Task to complete: Format the entries below as a numbered list, omitting any blank lines.

──────── Task inputs

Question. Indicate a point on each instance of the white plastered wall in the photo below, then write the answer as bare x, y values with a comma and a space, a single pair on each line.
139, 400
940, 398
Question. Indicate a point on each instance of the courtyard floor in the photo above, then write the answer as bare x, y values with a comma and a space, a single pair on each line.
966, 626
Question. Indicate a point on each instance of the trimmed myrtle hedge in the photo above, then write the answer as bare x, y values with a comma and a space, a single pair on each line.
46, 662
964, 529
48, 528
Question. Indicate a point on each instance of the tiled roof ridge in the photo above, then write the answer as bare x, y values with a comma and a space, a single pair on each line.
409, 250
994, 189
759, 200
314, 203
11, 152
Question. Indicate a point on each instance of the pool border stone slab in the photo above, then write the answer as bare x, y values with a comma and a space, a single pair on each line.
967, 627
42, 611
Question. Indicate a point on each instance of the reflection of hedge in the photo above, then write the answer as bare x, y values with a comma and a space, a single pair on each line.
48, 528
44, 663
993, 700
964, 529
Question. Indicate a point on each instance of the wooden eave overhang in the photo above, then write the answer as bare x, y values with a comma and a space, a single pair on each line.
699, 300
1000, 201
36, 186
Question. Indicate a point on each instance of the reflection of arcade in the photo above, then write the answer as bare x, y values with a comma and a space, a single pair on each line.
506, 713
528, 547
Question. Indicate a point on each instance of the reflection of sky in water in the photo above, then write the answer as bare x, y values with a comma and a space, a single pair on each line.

────────────────

Expected answer:
1. Question. Indicate a point on each instance of the white plastered wall in the photo below, then write the answer as bare x, y values with a comma and a space, a single pair on each line.
2. 139, 400
3. 940, 398
4. Question. Indicate a point on each instance of the courtyard floor in the photo above, then write the answer as bare x, y values with a comma and a space, a single pair on each line.
5. 966, 626
6. Question. Indicate a point on each instance of the trimmed myrtle hedge in the photo above, then write the answer as bare x, y values with a comma and a space, a single pair on each line.
7. 46, 662
8. 964, 529
9. 48, 528
10. Question. Indicate a point on each instance of the tiled roof ridge in the photo above, then write the answer as bare x, y values with a comma and a space, a single pair on each line.
11. 409, 250
12. 994, 189
13. 759, 200
14. 314, 203
15. 11, 152
16. Question. Indicate a point on each instance of the pool border stone slab in the photo above, then write the answer as bare x, y values with a comma and a space, a single pair on each line.
17. 967, 627
18. 42, 611
19. Question. Indicate a point on each instance of the reflection of hedge in the photo above, then write the answer as bare x, y values with a comma and a space, a single pair on each line.
20. 48, 528
21. 44, 663
22. 993, 700
23. 964, 529
24. Question. Indicate a point on each instance of the wooden eave overhang in the photo above, then write the answer as bare x, y values with a comma and a space, a single pair on each line.
25. 699, 300
26. 1000, 201
27. 36, 186
28. Question. Indicate a point on each instance of the reflection of arcade in the photo above, then write the answer as bare x, y values with a comma and a space, a single pair on each line.
29. 506, 713
30. 528, 547
31. Question. Indicate a point on each instance of the reflection of sky in water in the photo above, then write the answer as bare x, y values with a comma and a space, a single pair on each line.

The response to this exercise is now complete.